### PROVIDED MATERIAL:
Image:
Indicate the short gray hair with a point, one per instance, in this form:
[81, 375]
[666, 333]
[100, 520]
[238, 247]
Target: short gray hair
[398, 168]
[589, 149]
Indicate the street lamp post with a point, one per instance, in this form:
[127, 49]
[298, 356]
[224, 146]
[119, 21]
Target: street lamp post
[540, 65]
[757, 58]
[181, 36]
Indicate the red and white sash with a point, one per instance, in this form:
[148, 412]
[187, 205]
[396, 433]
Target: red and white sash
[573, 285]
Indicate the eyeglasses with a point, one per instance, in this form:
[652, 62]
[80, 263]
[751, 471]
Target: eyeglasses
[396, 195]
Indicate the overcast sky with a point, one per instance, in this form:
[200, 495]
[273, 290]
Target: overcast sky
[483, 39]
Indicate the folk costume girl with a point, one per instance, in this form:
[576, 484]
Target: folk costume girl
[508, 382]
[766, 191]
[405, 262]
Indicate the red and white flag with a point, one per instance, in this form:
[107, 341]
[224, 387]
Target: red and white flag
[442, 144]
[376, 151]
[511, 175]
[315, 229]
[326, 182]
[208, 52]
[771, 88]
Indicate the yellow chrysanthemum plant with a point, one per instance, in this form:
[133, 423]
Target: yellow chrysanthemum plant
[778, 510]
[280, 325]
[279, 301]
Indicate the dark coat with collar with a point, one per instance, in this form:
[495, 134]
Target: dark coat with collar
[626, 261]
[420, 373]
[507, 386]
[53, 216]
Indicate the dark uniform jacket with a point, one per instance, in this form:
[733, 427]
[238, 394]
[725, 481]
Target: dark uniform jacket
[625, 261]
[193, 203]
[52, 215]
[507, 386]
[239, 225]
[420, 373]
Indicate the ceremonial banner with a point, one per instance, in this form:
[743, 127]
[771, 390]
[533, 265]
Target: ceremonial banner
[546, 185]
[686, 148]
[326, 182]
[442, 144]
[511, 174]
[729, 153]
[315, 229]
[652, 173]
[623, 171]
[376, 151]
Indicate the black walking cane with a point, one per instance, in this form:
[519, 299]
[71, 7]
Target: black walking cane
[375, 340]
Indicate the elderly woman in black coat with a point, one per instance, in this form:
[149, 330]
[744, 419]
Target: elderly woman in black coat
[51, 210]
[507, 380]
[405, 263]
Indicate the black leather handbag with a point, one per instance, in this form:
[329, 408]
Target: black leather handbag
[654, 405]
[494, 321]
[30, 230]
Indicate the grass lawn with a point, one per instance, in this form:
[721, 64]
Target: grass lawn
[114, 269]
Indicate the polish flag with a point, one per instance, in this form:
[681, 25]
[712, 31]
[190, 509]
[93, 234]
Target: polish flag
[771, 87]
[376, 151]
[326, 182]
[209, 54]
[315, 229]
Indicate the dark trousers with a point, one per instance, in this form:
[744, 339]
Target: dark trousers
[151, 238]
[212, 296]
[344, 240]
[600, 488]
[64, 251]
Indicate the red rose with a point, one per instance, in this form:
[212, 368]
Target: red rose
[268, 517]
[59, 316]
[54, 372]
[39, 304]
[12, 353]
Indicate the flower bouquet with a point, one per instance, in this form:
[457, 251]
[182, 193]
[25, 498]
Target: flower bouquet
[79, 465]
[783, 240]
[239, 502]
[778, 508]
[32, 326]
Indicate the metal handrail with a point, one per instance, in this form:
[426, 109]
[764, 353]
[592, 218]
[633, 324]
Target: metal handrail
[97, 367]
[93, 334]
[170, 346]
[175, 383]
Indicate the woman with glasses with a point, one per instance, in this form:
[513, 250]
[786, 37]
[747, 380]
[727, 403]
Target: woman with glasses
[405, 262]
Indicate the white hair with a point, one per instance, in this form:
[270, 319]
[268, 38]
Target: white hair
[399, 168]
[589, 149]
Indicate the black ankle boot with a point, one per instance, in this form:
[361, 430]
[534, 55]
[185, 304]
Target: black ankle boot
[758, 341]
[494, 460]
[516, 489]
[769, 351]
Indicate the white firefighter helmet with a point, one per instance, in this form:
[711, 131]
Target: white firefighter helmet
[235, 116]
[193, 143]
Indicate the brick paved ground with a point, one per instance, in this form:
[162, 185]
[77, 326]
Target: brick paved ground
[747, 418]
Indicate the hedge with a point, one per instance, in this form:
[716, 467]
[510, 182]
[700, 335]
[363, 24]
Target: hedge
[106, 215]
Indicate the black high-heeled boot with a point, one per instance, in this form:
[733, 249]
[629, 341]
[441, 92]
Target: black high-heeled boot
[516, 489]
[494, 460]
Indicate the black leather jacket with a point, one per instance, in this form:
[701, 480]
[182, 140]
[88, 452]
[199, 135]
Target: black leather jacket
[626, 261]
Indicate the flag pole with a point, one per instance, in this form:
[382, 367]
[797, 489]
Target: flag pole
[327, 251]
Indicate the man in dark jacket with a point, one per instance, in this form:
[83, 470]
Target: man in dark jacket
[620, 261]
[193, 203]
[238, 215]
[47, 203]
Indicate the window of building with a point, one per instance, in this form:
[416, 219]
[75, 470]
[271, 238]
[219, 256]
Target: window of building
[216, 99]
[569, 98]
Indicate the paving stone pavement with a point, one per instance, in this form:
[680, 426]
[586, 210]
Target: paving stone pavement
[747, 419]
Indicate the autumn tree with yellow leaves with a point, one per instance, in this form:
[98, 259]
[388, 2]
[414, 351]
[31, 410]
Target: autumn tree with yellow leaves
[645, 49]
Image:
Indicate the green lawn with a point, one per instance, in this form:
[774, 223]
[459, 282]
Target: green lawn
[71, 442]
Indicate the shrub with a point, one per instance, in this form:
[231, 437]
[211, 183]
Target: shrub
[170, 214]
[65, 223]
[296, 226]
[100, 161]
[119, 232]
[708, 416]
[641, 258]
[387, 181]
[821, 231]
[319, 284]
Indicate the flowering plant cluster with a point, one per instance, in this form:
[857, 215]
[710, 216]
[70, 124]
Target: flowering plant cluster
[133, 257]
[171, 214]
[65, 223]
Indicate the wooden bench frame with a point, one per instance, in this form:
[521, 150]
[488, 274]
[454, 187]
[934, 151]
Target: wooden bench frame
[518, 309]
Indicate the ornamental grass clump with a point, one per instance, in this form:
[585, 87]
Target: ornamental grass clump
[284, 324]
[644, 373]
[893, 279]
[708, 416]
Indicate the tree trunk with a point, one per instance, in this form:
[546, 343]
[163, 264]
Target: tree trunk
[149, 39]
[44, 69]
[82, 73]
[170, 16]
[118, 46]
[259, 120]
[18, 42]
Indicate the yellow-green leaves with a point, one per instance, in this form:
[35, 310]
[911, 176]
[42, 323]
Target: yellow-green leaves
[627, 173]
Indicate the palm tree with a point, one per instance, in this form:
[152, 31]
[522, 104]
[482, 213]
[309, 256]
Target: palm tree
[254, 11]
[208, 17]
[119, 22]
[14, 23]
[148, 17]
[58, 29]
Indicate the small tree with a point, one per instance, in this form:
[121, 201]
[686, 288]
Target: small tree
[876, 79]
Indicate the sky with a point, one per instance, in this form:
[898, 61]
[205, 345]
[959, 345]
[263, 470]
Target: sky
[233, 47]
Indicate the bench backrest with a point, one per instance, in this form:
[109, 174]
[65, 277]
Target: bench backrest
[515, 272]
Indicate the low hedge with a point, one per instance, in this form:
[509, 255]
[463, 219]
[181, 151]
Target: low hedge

### WHAT IS EXPECTED:
Reproduce the lines of the entries above exactly, but only from the line containing "Indicate the yellow-green" through the final line.

### OUTPUT BELOW:
Indicate the yellow-green leaves with a point, one per instance, in this form:
[35, 310]
[911, 176]
[42, 323]
Target: yellow-green leaves
[627, 173]
Indicate the palm tree with a point, one per instance, in this form:
[152, 31]
[522, 104]
[482, 213]
[309, 256]
Target: palm tree
[254, 11]
[208, 17]
[119, 22]
[14, 23]
[148, 17]
[58, 29]
Indicate the small tree with a point, one per instance, in this form:
[121, 201]
[686, 288]
Target: small tree
[876, 79]
Indicate the sky with a point, one per instance, in this form:
[898, 61]
[205, 345]
[959, 345]
[263, 470]
Target: sky
[233, 47]
Indicate the bench backrest with a point, one per instance, in this form:
[109, 174]
[65, 277]
Target: bench backrest
[515, 272]
Indicate the low hedge with a point, one per instance, in this form:
[509, 255]
[463, 219]
[181, 151]
Target: low hedge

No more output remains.